## DATA FOR THE TASK:
────────

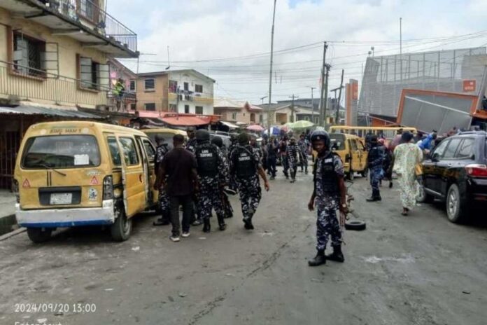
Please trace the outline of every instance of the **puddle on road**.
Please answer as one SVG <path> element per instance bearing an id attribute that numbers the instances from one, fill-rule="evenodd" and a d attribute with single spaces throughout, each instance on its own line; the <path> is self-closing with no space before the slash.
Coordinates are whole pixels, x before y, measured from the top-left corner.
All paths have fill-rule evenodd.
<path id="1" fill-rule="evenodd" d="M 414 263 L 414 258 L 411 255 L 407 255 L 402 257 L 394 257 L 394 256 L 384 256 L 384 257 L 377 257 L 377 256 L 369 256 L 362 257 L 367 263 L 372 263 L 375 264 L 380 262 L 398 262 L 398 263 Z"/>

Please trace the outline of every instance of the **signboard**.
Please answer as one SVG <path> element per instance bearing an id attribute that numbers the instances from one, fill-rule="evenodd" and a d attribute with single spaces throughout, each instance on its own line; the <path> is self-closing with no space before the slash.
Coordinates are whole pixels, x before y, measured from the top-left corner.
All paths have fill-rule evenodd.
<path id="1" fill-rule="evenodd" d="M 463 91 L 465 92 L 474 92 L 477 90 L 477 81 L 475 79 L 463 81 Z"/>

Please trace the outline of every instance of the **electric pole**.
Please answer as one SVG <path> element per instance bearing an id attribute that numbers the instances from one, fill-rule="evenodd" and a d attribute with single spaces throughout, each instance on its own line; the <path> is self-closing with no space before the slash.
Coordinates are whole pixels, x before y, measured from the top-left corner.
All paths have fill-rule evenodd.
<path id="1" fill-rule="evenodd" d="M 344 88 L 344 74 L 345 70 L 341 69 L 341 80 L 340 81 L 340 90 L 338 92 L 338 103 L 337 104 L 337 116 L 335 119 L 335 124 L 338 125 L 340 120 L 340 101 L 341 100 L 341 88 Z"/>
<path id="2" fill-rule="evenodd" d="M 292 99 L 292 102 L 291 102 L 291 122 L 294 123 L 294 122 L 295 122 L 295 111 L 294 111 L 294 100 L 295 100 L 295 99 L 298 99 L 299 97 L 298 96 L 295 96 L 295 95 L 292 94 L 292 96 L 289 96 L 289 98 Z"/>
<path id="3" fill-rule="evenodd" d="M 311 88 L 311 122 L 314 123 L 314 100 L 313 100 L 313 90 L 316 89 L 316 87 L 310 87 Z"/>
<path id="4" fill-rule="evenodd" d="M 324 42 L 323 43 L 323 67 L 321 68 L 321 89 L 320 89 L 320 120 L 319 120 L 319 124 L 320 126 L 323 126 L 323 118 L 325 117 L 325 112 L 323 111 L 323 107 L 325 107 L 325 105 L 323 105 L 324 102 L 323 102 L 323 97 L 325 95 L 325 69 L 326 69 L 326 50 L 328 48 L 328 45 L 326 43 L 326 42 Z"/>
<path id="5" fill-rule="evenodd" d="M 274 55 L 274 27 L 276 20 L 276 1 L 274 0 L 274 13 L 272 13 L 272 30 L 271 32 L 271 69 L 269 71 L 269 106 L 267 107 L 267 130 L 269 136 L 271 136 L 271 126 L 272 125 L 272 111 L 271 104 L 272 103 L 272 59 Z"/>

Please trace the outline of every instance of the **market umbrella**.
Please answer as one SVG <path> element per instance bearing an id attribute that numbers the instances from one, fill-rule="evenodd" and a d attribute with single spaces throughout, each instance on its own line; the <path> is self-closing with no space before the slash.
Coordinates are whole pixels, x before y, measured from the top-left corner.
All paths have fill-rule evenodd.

────────

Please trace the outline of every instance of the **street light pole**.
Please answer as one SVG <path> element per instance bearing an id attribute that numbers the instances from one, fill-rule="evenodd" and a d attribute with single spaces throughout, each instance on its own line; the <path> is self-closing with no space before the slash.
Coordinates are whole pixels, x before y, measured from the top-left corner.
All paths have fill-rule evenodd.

────────

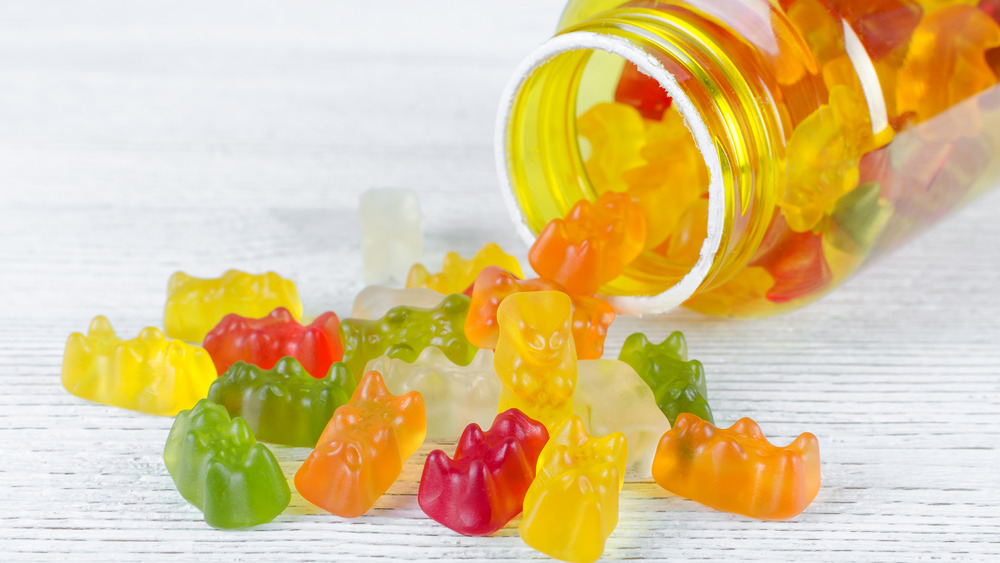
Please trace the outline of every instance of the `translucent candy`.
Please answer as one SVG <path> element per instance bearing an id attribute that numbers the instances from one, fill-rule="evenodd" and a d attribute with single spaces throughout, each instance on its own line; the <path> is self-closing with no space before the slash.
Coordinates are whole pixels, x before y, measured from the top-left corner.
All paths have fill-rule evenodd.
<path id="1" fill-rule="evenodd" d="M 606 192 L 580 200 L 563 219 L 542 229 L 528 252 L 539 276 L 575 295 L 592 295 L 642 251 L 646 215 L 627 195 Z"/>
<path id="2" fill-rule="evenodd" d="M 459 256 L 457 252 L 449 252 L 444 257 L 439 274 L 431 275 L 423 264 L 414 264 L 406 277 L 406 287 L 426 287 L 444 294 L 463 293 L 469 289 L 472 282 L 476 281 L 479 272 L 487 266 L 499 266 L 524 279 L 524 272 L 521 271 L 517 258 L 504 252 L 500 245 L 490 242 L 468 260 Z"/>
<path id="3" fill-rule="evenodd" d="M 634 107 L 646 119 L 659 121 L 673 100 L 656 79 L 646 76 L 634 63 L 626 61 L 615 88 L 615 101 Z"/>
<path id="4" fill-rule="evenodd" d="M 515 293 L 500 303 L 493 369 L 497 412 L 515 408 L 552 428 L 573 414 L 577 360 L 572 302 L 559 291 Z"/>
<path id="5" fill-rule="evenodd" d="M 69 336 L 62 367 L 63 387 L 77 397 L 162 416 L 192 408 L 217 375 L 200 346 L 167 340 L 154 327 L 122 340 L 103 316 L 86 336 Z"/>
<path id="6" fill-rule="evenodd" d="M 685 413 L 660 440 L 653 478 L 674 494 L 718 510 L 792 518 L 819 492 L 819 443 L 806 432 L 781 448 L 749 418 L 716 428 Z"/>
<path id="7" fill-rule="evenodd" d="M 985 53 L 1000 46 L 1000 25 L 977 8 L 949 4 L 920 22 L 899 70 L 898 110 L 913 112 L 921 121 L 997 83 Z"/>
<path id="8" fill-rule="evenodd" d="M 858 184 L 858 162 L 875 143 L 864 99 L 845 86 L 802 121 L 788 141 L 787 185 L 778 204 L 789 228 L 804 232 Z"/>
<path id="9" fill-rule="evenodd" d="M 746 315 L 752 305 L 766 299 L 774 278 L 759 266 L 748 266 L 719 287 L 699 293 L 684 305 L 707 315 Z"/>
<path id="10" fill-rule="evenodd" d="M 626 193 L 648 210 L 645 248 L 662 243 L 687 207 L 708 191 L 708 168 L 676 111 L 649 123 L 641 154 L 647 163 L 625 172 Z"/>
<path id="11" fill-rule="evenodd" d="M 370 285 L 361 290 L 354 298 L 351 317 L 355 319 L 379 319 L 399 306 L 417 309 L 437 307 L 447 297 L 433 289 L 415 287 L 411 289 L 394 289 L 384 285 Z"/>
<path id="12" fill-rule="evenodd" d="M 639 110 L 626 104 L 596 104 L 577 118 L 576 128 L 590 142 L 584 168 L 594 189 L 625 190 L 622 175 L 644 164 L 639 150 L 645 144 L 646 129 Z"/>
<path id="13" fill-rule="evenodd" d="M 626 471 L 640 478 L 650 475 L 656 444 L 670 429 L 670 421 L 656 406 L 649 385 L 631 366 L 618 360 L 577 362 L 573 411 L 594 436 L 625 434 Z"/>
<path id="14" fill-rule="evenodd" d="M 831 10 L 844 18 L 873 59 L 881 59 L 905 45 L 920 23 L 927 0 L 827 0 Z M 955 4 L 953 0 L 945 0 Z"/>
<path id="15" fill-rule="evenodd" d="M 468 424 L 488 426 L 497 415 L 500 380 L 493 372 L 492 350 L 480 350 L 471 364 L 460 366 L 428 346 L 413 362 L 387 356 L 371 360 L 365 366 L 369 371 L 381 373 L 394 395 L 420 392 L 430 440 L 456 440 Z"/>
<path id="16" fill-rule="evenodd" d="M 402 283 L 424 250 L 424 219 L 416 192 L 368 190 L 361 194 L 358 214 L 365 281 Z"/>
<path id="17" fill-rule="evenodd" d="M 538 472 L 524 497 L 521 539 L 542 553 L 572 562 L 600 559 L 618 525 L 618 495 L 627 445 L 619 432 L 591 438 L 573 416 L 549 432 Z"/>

────────

Pick out every line of the listing above that contains the string "outline", treating case as significant, and copy each of those lines in full.

## SOLVED PROBLEM:
Please trace the outline of every instance of the **puddle on road**.
Please trace the outline of every instance of the **signboard**.
Please trace the outline of every instance of the **electric pole**.
Please trace the outline of every instance of the **market umbrella**.
Please trace the outline of every instance of the **street light pole**.
Please trace the outline of every instance of the `translucent candy`.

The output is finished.